## Start Quoted text

Synopses & Reviews
Dietrich Bonhoeffer publicly confronted Nazism and anti-Semitic racism in Hitlers Germany. The Reichs political ideology, when mixed with theology of the German Christian movement, turned Jesus into a divine representation of the ideal, racially pure Aryan and allowed race-hate to become part of Germanys religious life. Bonhoeffer provided a Christian response to Nazi atrocities.
In this book author Reggie L. Williams follows Bonhoeffer as he defies Germany with Harlems black Jesus. The Christology Bonhoeffer learned in Harlems churches featured a black Christ who suffered with African Americans in their struggle against systemic injustice and racial violence—and then resisted. In the pews of the Abyssinian Baptist Church, under the leadership of Adam Clayton Powell, Sr., Bonhoeffer absorbed the Christianity of the Harlem Renaissance. This Christianity included a Jesus who stands with the oppressed rather than joins the oppressors and a theology that challenges the way God can be used to underwrite a union of race and religion.

## End Quoted text
## Start Supplied material

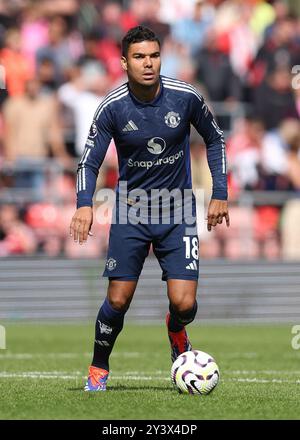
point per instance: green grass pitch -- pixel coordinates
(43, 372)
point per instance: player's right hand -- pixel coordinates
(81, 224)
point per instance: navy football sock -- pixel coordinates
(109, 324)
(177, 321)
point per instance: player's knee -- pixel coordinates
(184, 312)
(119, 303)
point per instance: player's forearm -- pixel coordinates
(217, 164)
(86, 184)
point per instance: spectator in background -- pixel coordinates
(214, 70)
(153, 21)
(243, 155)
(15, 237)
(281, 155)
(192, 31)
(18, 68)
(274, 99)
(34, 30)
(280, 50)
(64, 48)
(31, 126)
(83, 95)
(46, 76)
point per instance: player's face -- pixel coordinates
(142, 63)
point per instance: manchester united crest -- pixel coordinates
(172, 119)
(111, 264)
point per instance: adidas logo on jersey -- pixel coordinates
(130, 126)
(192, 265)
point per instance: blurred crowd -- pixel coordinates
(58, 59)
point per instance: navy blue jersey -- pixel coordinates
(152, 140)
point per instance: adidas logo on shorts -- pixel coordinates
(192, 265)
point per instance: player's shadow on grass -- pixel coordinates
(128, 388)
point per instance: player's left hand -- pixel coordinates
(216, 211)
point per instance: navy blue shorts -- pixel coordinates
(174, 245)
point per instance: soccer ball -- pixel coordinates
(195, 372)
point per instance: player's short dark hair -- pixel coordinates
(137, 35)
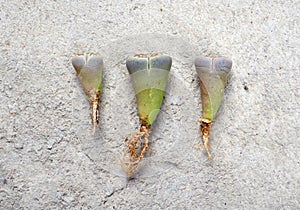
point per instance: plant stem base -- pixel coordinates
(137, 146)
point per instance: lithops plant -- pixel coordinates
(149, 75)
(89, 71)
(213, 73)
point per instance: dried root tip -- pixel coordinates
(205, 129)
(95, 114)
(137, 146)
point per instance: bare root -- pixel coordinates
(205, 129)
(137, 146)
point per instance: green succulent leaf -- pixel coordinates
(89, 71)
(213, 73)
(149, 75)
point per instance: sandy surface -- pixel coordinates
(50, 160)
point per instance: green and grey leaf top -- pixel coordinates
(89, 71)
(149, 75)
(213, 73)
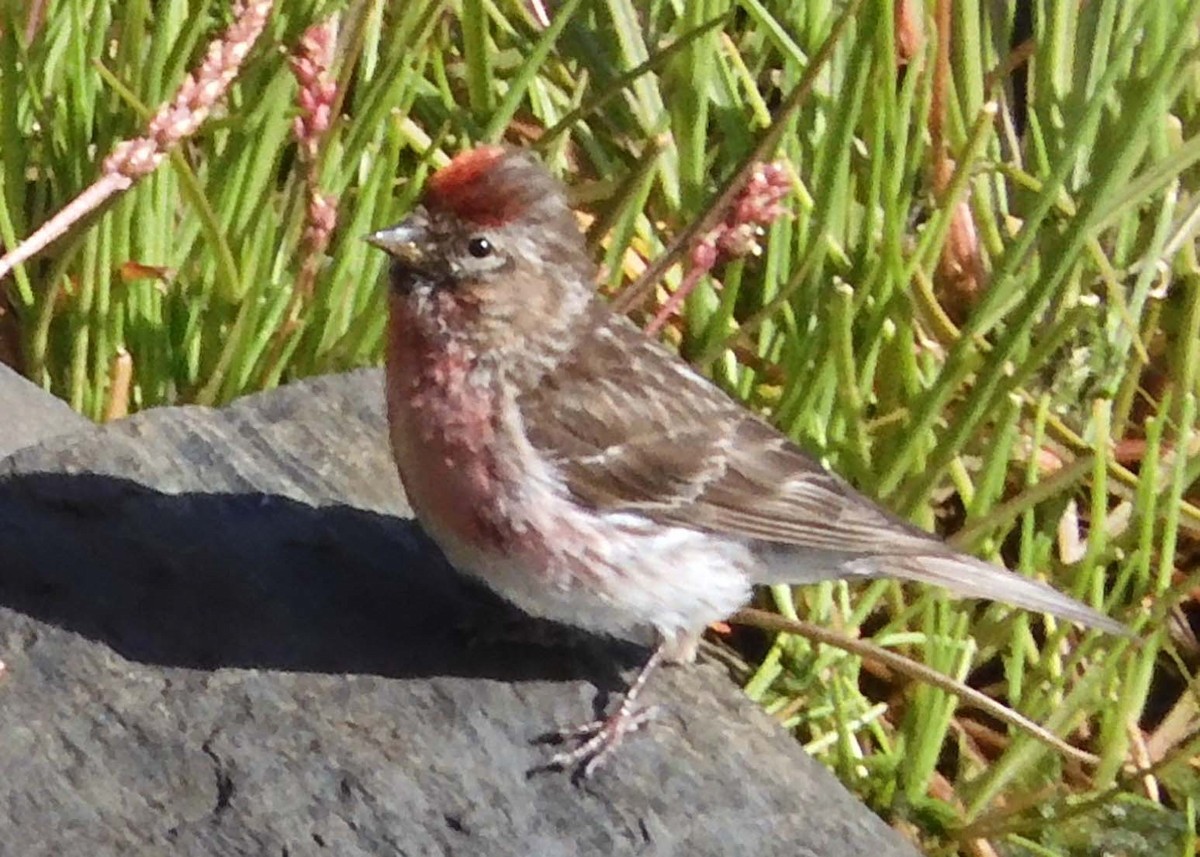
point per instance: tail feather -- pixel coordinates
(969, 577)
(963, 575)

## End Supplied material
## Start Supplied material

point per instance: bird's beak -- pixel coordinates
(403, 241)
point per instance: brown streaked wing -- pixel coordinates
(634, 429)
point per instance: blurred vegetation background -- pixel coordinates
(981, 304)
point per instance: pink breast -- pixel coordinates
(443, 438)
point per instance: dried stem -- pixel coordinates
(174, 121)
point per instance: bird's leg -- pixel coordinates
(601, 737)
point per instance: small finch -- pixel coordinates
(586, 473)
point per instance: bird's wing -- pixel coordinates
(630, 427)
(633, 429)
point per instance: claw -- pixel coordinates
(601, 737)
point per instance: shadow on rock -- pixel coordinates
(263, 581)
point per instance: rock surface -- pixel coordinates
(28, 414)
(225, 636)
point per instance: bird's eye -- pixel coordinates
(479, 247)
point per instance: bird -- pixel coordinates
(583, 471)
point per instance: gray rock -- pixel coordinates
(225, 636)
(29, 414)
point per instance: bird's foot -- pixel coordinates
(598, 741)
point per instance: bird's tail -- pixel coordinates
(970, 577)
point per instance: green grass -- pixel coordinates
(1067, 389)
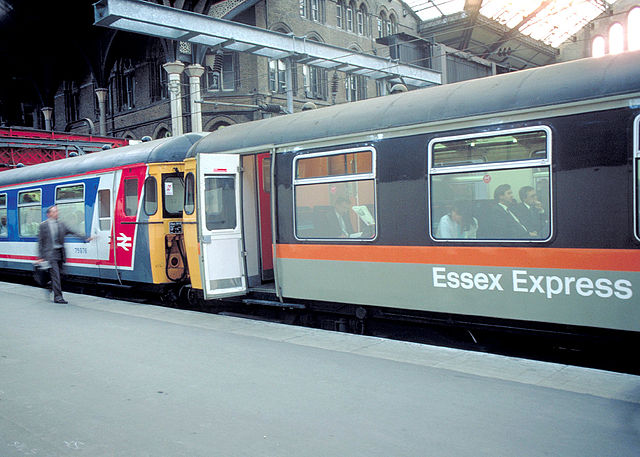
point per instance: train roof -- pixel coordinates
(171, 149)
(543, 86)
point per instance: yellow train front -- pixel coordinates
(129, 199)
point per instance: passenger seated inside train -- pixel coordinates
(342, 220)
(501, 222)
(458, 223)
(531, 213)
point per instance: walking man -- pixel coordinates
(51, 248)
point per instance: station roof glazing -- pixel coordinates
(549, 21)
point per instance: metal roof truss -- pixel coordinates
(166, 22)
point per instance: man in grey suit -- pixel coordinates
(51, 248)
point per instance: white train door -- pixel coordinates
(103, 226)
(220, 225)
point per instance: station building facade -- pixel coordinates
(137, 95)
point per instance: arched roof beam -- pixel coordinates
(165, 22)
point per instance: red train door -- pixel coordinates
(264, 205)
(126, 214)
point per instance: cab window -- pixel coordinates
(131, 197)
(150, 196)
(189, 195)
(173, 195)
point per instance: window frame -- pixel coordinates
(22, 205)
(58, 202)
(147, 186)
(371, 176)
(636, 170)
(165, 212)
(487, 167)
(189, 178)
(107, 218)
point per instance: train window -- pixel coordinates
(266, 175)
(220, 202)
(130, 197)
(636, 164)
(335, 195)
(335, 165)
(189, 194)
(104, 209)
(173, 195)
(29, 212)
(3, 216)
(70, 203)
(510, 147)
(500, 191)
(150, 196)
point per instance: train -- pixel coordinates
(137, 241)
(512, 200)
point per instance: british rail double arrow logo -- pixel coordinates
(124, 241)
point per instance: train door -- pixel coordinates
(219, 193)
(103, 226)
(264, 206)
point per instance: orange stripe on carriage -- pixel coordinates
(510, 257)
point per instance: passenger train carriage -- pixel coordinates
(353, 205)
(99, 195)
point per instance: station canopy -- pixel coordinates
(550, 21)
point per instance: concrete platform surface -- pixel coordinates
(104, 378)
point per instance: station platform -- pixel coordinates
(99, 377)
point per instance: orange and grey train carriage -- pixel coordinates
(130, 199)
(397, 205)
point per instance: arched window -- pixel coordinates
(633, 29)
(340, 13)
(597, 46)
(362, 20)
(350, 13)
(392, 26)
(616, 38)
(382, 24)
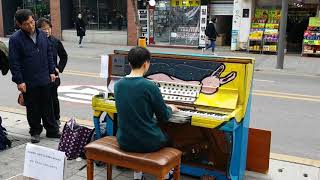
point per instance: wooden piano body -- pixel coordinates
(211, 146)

## End Supplied material

_Requirement A_
Translate this sentence from the Bonhoeffer synopsis into Spanish: "In the pews of the Abyssinian Baptist Church, under the leadership of Adam Clayton Powell, Sr., Bonhoeffer absorbed the Christianity of the Harlem Renaissance."
_Requirement B_
Please repeat word for word everything in the Bonhoeffer synopsis from "Synopses & Reviews" down to "to Nazi atrocities.".
None of the items are needed.

_Task answer A_
En los bancos de la Iglesia Bautista Abisinia, bajo el liderazgo de Adam Clayton Powell, Sr., Bonhoeffer absorbió el cristianismo del Renacimiento de Harlem.

_Task answer B_
Synopses & Reviews
Dietrich Bonhoeffer publicly confronted Nazism and anti-Semitic racism in Hitlers Germany. The Reichs political ideology, when mixed with theology of the German Christian movement, turned Jesus into a divine representation of the ideal, racially pure Aryan and allowed race-hate to become part of Germanys religious life. Bonhoeffer provided a Christian response to Nazi atrocities.